-- EXERCISE INPUT start --

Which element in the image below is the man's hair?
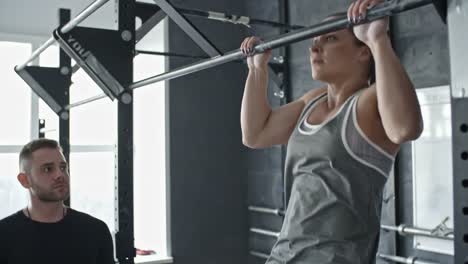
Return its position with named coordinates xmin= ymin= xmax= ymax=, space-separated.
xmin=325 ymin=12 xmax=375 ymax=84
xmin=19 ymin=138 xmax=62 ymax=172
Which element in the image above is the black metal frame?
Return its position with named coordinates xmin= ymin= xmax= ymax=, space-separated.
xmin=451 ymin=98 xmax=468 ymax=264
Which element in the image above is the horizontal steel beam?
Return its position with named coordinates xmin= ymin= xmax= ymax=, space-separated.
xmin=16 ymin=0 xmax=109 ymax=71
xmin=129 ymin=0 xmax=432 ymax=89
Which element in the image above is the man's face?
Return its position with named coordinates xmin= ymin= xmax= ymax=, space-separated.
xmin=28 ymin=148 xmax=70 ymax=202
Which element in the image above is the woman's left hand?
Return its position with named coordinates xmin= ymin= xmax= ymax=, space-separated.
xmin=348 ymin=0 xmax=389 ymax=46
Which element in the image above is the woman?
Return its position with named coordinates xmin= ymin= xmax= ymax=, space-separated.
xmin=241 ymin=0 xmax=423 ymax=264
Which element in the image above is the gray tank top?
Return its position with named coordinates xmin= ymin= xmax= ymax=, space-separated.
xmin=266 ymin=92 xmax=394 ymax=264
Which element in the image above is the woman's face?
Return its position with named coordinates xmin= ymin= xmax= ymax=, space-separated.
xmin=309 ymin=29 xmax=367 ymax=83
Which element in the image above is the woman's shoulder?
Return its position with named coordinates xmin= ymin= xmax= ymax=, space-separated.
xmin=301 ymin=86 xmax=327 ymax=105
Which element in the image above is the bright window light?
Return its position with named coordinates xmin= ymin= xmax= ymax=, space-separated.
xmin=0 ymin=41 xmax=31 ymax=145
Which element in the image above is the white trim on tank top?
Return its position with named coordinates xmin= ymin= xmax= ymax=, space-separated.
xmin=351 ymin=96 xmax=395 ymax=161
xmin=341 ymin=97 xmax=390 ymax=179
xmin=298 ymin=93 xmax=353 ymax=136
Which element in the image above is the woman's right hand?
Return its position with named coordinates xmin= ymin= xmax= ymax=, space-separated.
xmin=240 ymin=36 xmax=271 ymax=69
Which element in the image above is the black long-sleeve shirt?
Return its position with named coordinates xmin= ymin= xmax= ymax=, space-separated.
xmin=0 ymin=209 xmax=115 ymax=264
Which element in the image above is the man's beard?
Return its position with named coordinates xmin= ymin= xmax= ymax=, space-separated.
xmin=31 ymin=180 xmax=70 ymax=203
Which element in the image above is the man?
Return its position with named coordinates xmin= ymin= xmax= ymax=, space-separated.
xmin=0 ymin=139 xmax=115 ymax=264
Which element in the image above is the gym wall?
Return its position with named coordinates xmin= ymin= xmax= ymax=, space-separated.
xmin=167 ymin=0 xmax=247 ymax=264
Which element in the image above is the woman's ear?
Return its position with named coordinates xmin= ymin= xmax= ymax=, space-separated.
xmin=17 ymin=172 xmax=31 ymax=189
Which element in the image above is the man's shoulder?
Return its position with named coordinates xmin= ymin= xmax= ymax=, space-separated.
xmin=0 ymin=210 xmax=23 ymax=233
xmin=68 ymin=208 xmax=106 ymax=230
xmin=0 ymin=210 xmax=23 ymax=226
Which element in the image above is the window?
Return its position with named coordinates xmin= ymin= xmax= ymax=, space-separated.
xmin=0 ymin=41 xmax=31 ymax=219
xmin=0 ymin=17 xmax=170 ymax=263
xmin=134 ymin=18 xmax=170 ymax=263
xmin=412 ymin=86 xmax=454 ymax=255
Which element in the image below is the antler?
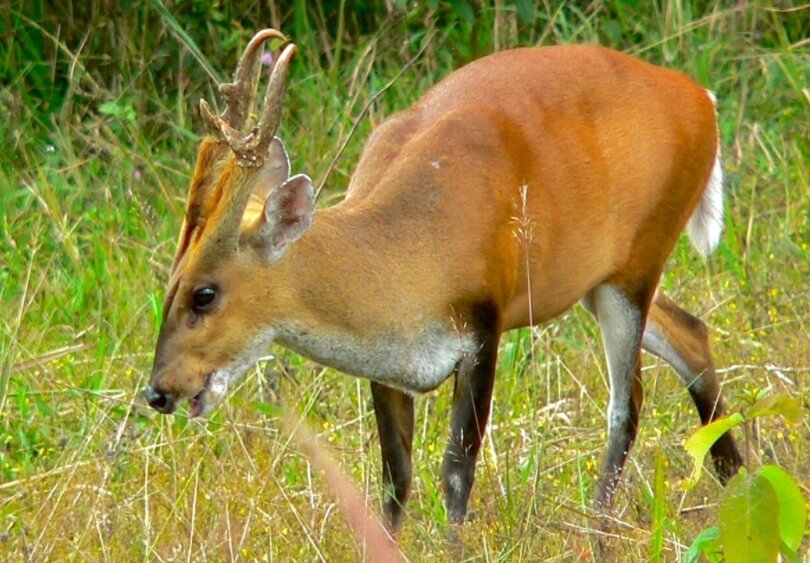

-- EXERCISE INPUT end --

→ WHAT YOU ARE ASKED TO DO
Write out all of the records above again word for word, but leave the pictures out.

→ RESPONSE
Which element in the image below is the man's hair?
Return its position with named coordinates xmin= ymin= xmax= ymax=, space-separated.
xmin=325 ymin=12 xmax=375 ymax=84
xmin=19 ymin=138 xmax=62 ymax=172
Which element in the image above is the black metal frame?
Return its position with named coordinates xmin= ymin= xmax= ymax=, space-separated.
xmin=451 ymin=98 xmax=468 ymax=264
Which element in the image above is the horizontal steel beam?
Return its position with named coordinates xmin= ymin= xmax= ymax=, space-separated.
xmin=16 ymin=0 xmax=109 ymax=71
xmin=129 ymin=0 xmax=432 ymax=89
Which element in the image above is the man's face?
Return its position with named coordinates xmin= ymin= xmax= ymax=, space-separated.
xmin=28 ymin=148 xmax=70 ymax=202
Which element in the image above is the woman's left hand?
Return its position with named coordinates xmin= ymin= xmax= ymax=, space-separated.
xmin=348 ymin=0 xmax=389 ymax=46
Which element in the image above is the woman?
Return its position with named coordinates xmin= ymin= xmax= ymax=, space-separated.
xmin=241 ymin=0 xmax=423 ymax=264
Which element in the image above is the gray tank top?
Return its position with named coordinates xmin= ymin= xmax= ymax=, space-separated.
xmin=266 ymin=92 xmax=394 ymax=264
Which element in the image above is the woman's face?
Return its position with named coordinates xmin= ymin= xmax= ymax=, space-separated.
xmin=309 ymin=29 xmax=367 ymax=83
Which element in the image above is the woman's shoulder?
Return its position with named coordinates xmin= ymin= xmax= ymax=, space-separated.
xmin=301 ymin=86 xmax=327 ymax=105
Which element in the image above is the bright window light?
Return its position with named coordinates xmin= ymin= xmax= ymax=, space-separated.
xmin=0 ymin=41 xmax=31 ymax=145
Which element in the image above is the white trim on tank top?
Return its position with named coordinates xmin= ymin= xmax= ymax=, space-separated.
xmin=351 ymin=96 xmax=395 ymax=161
xmin=341 ymin=97 xmax=390 ymax=179
xmin=298 ymin=93 xmax=353 ymax=136
Which element in the image above is the woman's right hand?
Return its position with named coordinates xmin= ymin= xmax= ymax=, space-separated.
xmin=240 ymin=36 xmax=271 ymax=69
Which element in the image above is the black long-sleeve shirt?
Return its position with named coordinates xmin= ymin= xmax= ymax=, space-separated.
xmin=0 ymin=209 xmax=115 ymax=264
Which element in the image above is the man's beard?
Return its position with named coordinates xmin= ymin= xmax= ymax=, space-separated.
xmin=31 ymin=180 xmax=70 ymax=203
Which element in the image above is the man?
Return its position with named coordinates xmin= ymin= xmax= ymax=, space-separated.
xmin=0 ymin=139 xmax=115 ymax=264
Which element in the image above is the gym wall?
Return its position with named coordinates xmin= ymin= xmax= ymax=, space-separated.
xmin=167 ymin=0 xmax=247 ymax=264
Which element in the image above is the woman's ear?
Return its position with named coordinates xmin= ymin= xmax= ymax=, space-separated.
xmin=17 ymin=172 xmax=31 ymax=189
Which element in the image above is the man's shoulder?
Return its position with named coordinates xmin= ymin= xmax= ymax=, space-separated.
xmin=0 ymin=210 xmax=23 ymax=233
xmin=68 ymin=208 xmax=106 ymax=230
xmin=0 ymin=210 xmax=23 ymax=226
Which element in the image above is the window?
Return its position with named coordinates xmin= ymin= xmax= ymax=, space-separated.
xmin=0 ymin=41 xmax=31 ymax=219
xmin=0 ymin=17 xmax=170 ymax=263
xmin=134 ymin=18 xmax=170 ymax=263
xmin=412 ymin=86 xmax=454 ymax=255
Which element in the image below is the antler?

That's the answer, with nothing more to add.